Tareas del ejercicio:
(A) Enumera todas las entidades editoriales o universitarias que figuran en los datos de edición del fragmento sobre la novela urbana de Onetti, sin repetir ninguna.
(B) Reproduce el fragmento sobre la novela urbana de Onetti desde "1ª edición virtual: elMontevideano" hasta "MUNDO URBANO (1)", sustituyendo "virtual" por "digital".
(C) Explica, en una a tres oraciones, por qué el fragmento sobre la novela urbana de Onetti considera necesario llenar la laguna que menciona.

Fragmento seleccionado:
1ª edición: Editorial Proyección / Uruguay / 1993, en
colaboración con la Universidad de Poitiers.
1ª edición virtual: elMontevideano Laboratorio de Artes /
2020, con el apoyo de la Universidad de Poitiers.
Traducción del francés: Hugo Giovanetti Viola
PRIMERA PARTE
UN IMPERATIVO ESTÉTICO Y MORAL: LA CREACIÓN DE LA NOVELA
URBANA
I. PRIMER PERÍODO:
EL
ORO RECÓNDITO DE LA CIUDAD O LA VISIÓN MÁGICA DEL MUNDO URBANO (1)
Este descuido es tanto
más incomprensible en la medida en que es en estos textos de juventud, Los
niños en el bosque y Tiempo de abrazar, donde detectamos
precisamente el nacimiento de la ciudad en la narrativa onettiana con timidez y
trazos particularmente originales que jamás habrán de repetirse. Por eso nos ha
parecido necesario llenar esta laguna y subrayar con vigor este momento único
de la inspiración de Juan Carlos Onetti, en dos textos que revelan, además, una
real calidad artística.

Entradas de datos recopiladas
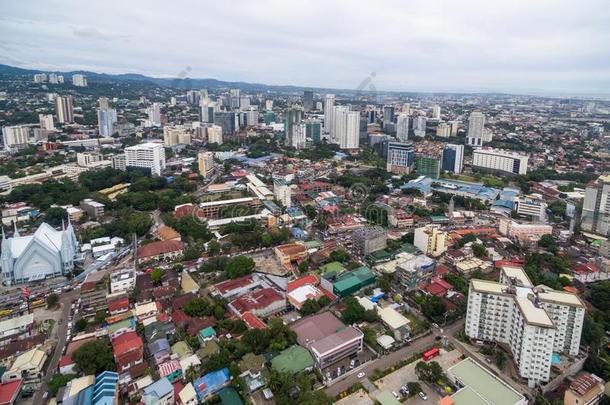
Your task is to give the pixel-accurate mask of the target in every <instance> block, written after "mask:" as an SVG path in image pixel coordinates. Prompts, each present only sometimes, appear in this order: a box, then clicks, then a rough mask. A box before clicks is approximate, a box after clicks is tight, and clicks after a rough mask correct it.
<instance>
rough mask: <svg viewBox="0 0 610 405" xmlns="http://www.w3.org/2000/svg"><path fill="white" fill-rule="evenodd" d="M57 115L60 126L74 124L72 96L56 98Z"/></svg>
mask: <svg viewBox="0 0 610 405" xmlns="http://www.w3.org/2000/svg"><path fill="white" fill-rule="evenodd" d="M55 113H56V115H57V122H58V123H60V124H70V123H72V122H74V112H73V111H72V96H65V97H62V96H57V97H56V98H55Z"/></svg>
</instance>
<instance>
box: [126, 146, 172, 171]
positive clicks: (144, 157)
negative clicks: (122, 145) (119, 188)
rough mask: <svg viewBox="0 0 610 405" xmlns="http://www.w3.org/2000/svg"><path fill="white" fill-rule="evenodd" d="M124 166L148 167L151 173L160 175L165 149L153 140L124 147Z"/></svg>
mask: <svg viewBox="0 0 610 405" xmlns="http://www.w3.org/2000/svg"><path fill="white" fill-rule="evenodd" d="M125 166H126V167H127V169H129V168H142V169H150V173H151V174H152V175H156V176H160V175H161V173H162V172H163V170H164V169H165V149H164V148H163V145H162V144H160V143H155V142H146V143H141V144H139V145H134V146H129V147H127V148H125Z"/></svg>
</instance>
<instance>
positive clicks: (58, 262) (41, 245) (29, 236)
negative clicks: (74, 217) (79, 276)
mask: <svg viewBox="0 0 610 405" xmlns="http://www.w3.org/2000/svg"><path fill="white" fill-rule="evenodd" d="M77 252H78V241H77V239H76V234H75V233H74V229H73V228H72V224H71V223H70V221H69V220H68V226H67V227H66V226H64V225H63V224H62V229H61V230H60V231H58V230H56V229H54V228H53V227H52V226H51V225H49V224H47V223H44V222H43V223H42V225H40V226H39V227H38V229H37V230H36V232H34V233H33V234H32V235H27V236H21V235H19V231H18V230H17V227H16V226H15V232H14V234H13V237H11V238H6V237H5V235H4V229H3V230H2V253H1V254H0V265H1V266H2V281H3V282H4V283H5V284H7V285H11V284H20V283H27V282H32V281H38V280H44V279H46V278H51V277H57V276H63V275H65V274H66V273H69V272H70V271H72V270H73V269H74V259H75V257H76V254H77Z"/></svg>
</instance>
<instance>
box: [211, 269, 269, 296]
mask: <svg viewBox="0 0 610 405" xmlns="http://www.w3.org/2000/svg"><path fill="white" fill-rule="evenodd" d="M259 287H266V284H265V283H264V280H263V278H262V277H261V276H259V275H258V274H249V275H247V276H244V277H239V278H236V279H233V280H227V281H223V282H222V283H218V284H216V285H214V286H212V288H211V290H210V292H211V293H212V295H219V296H221V297H223V298H227V299H231V298H234V297H239V296H241V295H244V294H246V293H248V292H250V291H252V290H254V289H256V288H259Z"/></svg>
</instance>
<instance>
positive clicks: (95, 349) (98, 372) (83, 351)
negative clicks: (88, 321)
mask: <svg viewBox="0 0 610 405" xmlns="http://www.w3.org/2000/svg"><path fill="white" fill-rule="evenodd" d="M72 360H73V361H74V364H75V365H76V370H77V371H78V372H79V373H83V374H98V373H101V372H102V371H106V370H108V371H114V370H115V364H114V357H113V353H112V346H110V342H109V341H108V339H107V338H98V339H96V340H93V341H91V342H87V343H85V344H83V345H82V346H81V347H79V348H78V349H76V351H75V352H74V353H73V354H72Z"/></svg>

Soluciones por tarea:
(A) Editorial Proyección, Universidad de Poitiers, elMontevideano Laboratorio de Artes

(B)
1ª edición digital: elMontevideano Laboratorio de Artes /
2020, con el apoyo de la Universidad de Poitiers.
Traducción del francés: Hugo Giovanetti Viola
PRIMERA PARTE
UN IMPERATIVO ESTÉTICO Y MORAL: LA CREACIÓN DE LA NOVELA
URBANA
I. PRIMER PERÍODO:
EL
ORO RECÓNDITO DE LA CIUDAD O LA VISIÓN MÁGICA DEL MUNDO URBANO (1)

(C) Porque en los textos de juventud, Los niños en el bosque y Tiempo de abrazar, se detecta el nacimiento de la ciudad en la narrativa onettiana con timidez y con trazos particularmente originales que jamás habrán de repetirse. Por eso conviene subrayar ese momento único de la inspiración de Juan Carlos Onetti.